◆ Page text:
######

ThinkingNew book ‘Happy by Design’ explores intersection of mental health and physical space

New book from architect and author, Ben Channon, provides an accessible guide to creating happier homes.
Sophie Barton6 years ago6 min

Inspired by the author’s own experiences with mental health and his work as an associate at London-based Assael Architecture, Happy By Design by architect Ben Channon seeks to open readers’ eyes to often-ignored wellbeing implications of the buildings they work in and those which they call home.

In the UK alone, one in four people will experience problems with their mental wellbeing. And as we spend between 80 and 90 percent of our time inside buildings, the spaces we live and work in are going to have a significant impact on our physical and mental wellbeing.

Making rooms, homes and offices happier

As issues around physical and mental wellbeing become more prominent in the media and wider society, ‘Happy by Design’ offers design tips and tricks to everyone from property developers, architects, stay at home parents, university students or the recently retired, and outlines simple ways they can make rooms, homes or offices happier places to be in.

The book has already won favour from some of architecture’s most prominent spokespersons, including TV-star Kevin McCloud of Grand Designs saying that “anyone building a house should read this first. As should every single developer.”

Areas to consider

Each chapter of ‘Happy by Design’, out on RIBA Publishing, covers a specific area of design and interior design that needs to be considered, such as light, nature and materials. For those seeking to start from the ground up, ‘Happy by Design’ contains layout guidance, room proportions and positioning to make sure that homes are happy, from the front door to the roof tiles.

######

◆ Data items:
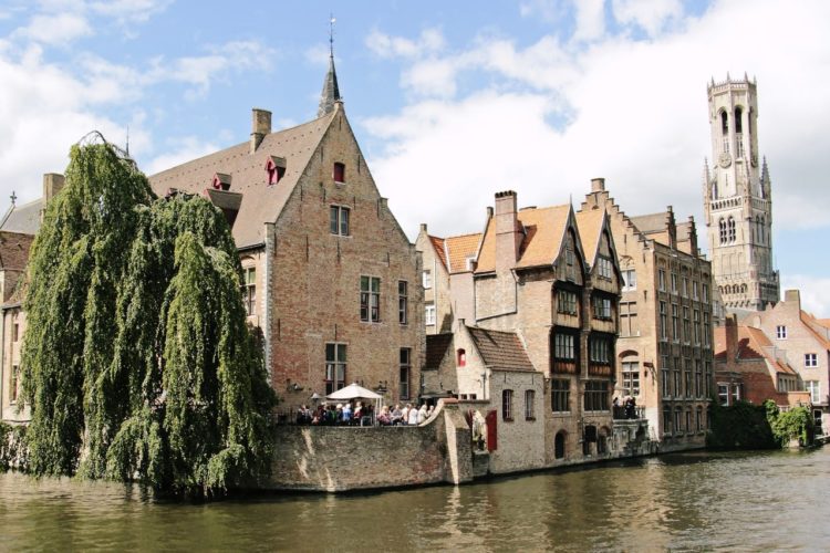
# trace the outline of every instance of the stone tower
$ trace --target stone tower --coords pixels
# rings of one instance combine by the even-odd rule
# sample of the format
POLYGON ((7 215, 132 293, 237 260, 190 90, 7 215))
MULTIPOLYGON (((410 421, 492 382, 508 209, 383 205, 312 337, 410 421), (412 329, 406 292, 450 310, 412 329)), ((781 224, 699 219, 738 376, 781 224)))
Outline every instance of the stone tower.
POLYGON ((758 311, 780 299, 772 269, 772 199, 758 163, 757 84, 744 74, 707 86, 712 161, 703 196, 712 272, 728 311, 758 311))

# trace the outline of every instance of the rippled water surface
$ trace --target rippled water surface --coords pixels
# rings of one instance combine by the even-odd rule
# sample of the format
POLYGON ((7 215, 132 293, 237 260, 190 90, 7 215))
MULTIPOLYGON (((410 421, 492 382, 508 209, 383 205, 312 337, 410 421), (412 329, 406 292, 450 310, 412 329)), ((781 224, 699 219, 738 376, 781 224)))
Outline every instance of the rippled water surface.
POLYGON ((0 473, 0 551, 830 551, 830 448, 208 504, 0 473))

######

◆ Problems:
A. Count the lines in the listing that contain the string "water", treating uppercase and lowercase as different, and give only the number.
B. Pick up the article on the book ‘Happy by Design’ after its final sentence and continue writing it.

◆ Answers for the tasks:
A. 3

B.
Channon’s relationship with mental wellbeing in design is both personal and professional

David Byers, assistant property editor, The Times comments ‘In this book, Channon attempts to revolutionise the places we live, calling for radical new approaches to lighting, ventilation, noise-proofing and outside space.’

Channon’s relationship with mental wellbeing in design is both personal and professional. During the final part of his architectural studies, his mental health took a turn for the worse. However, from this experience, Ben realised that mental health issues are universal and that anyone can find themselves struggling.

Ben Channon, author and architect, said:

“We spend nearly all of our time inside buildings, but we rarely stop to think about how those buildings affect our physical and mental wellbeing. After my own battle with mental health issues when studying architecture, I was shocked by how little architects and designers considered the physical and mental wellbeing of the end-user. From then on, I have been researching and designing what aspects of a building could be reimagined to improve people’s mental and physical wellbeing and how everyone – from architects, to renters – can enhance the spaces around them.

“The result is ‘Happy by Design’, which I hope will widen the debate around mental wellbeing in the built environment and help us all understand that we have control over our immediate surroundings and can make changes that will better our sense of wellbeing.”

‘Happy by Design’ is available to buy now.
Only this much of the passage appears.